● **TASK DESCRIPTION**
Your task is to reproduce the material exactly.

● **EXCERPTED DATA**
──────────

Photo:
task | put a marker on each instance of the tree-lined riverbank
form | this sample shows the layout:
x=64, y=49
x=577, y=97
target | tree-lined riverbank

──────────

● **TASK RESULT**
Photo:
task | put a marker on each instance of the tree-lined riverbank
form | this sample shows the layout:
x=64, y=49
x=577, y=97
target | tree-lined riverbank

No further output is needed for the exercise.